TÂCHES À RÉALISER:
a – Selon l'extrait sur la pêche à Markala, quelle fonction occupe Mamadou Bagayogo ?
b – Transcrivez fidèlement l'extrait sur la pêche à Markala, depuis « Selon les explications » jusqu'à « pêcheurs qui démentiront. » inclus.

EXTRAIT DU DOCUMENT:

- - -

De 2020 à nos jours, les pêcheurs par hameçon se trouvent violentés, verbalement par des injures, intimidations parfois agressions physiques. Des comportements qui n’existaient pas autrefois dans la Cité ouvrière de Markala. Un doigt accusateur est pointé sur Mamadou Bagayogo, chef d’antenne de pêche du service des Eaux et Forêts à Markala.

Selon une source proche du dossier, celui-ci donne des convocations à celui qui se permet d’aller pêcher avec l’hameçon. Un comportement qui prend son essence dans la complicité de M.Bagayogo avec les Bozos selon notre source. Est-ce difficile de le dire ? Mais ce qui est sûr, même si le fleuve était mis en défens, les pêcheurs par hameçon faisaient leur activité. Mais avec l’arrivée de M.Bagayogo, tout a changé et celui-ci  laisse entendre que la mise en défens ne se faisait pas correctement.

« Le jour de la pêche collective, la quantité de poissons n’atteint pas le résultat souhaité », dit M.Bagayogo. Partant de ce constat, l’on a voulu appliquer les textes de la mise en défens de la pêche sur le fleuve depuis 2015. Une première application a été faite en 2019 avec toutes les difficultés du monde. « Certains estiment être discriminés au détriment d’autres. C’est ainsi que l’on a décidé d’interdire toute activité de pêche sur le fleuve », martèle M.Bagayogo.

Selon les explications de Bakaye Tioro, chef des Bozos, une minorité veut accaparer le peu de poissons qui se trouvent dans le fleuve au détriment de la majorité. Les textes interdisent toutes activités de pêche sur le fleuve durant les 4 mois de mise en défens du fleuve de l’activité de pêche.

Cette mesure qui ne concernait que la pêche de grande envergure élargit son champ d’application. Désormais, les pêcheurs à la ligne sont contraints de prendre congé des eaux du fleuve Niger. Les contrevenants s’exposent à des sanctions allant du retrait des équipements jusqu’à l’emprisonnement d’une semaine à 3 mois. Ce n’est nullement les pêcheurs qui démentiront.

- - -

DONNÉES:
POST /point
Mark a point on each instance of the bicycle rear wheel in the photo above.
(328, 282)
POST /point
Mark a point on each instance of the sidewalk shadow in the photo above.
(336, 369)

- - -

RÉPONSES AUX TÂCHES:
a – Chef d'antenne de pêche du service des Eaux et Forêts à Markala.

b –
Selon les explications de Bakaye Tioro, chef des Bozos, une minorité veut accaparer le peu de poissons qui se trouvent dans le fleuve au détriment de la majorité. Les textes interdisent toutes activités de pêche sur le fleuve durant les 4 mois de mise en défens du fleuve de l’activité de pêche.

Cette mesure qui ne concernait que la pêche de grande envergure élargit son champ d’application. Désormais, les pêcheurs à la ligne sont contraints de prendre congé des eaux du fleuve Niger. Les contrevenants s’exposent à des sanctions allant du retrait des équipements jusqu’à l’emprisonnement d’une semaine à 3 mois. Ce n’est nullement les pêcheurs qui démentiront.